Scan the material and copy every line in which "ceiling" appears.

___ SUPPLIED RECORDS

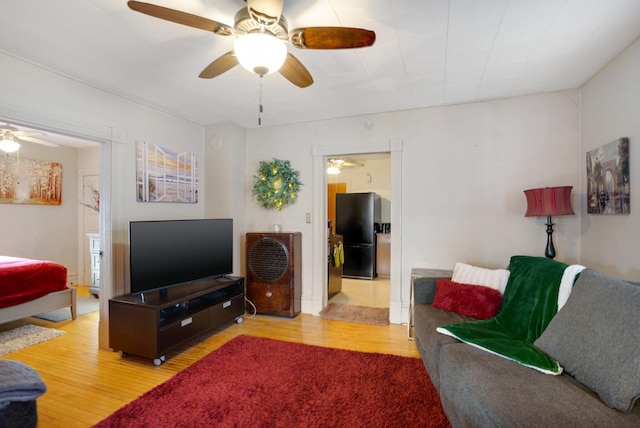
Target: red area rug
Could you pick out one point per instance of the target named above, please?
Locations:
(251, 381)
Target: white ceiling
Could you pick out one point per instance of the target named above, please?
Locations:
(427, 53)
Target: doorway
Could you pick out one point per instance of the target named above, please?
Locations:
(361, 174)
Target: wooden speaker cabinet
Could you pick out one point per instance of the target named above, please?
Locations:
(274, 272)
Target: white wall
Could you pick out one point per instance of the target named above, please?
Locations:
(610, 109)
(35, 96)
(227, 178)
(464, 171)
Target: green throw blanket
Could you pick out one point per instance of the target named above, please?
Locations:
(530, 301)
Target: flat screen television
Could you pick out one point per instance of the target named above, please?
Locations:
(171, 252)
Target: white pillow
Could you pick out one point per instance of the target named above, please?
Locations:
(492, 278)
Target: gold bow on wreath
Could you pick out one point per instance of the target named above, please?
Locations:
(276, 185)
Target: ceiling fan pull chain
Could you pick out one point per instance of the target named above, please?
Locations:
(260, 109)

______

:: RESPONSE AREA ::
Target: white ceiling
Target: ceiling fan pull chain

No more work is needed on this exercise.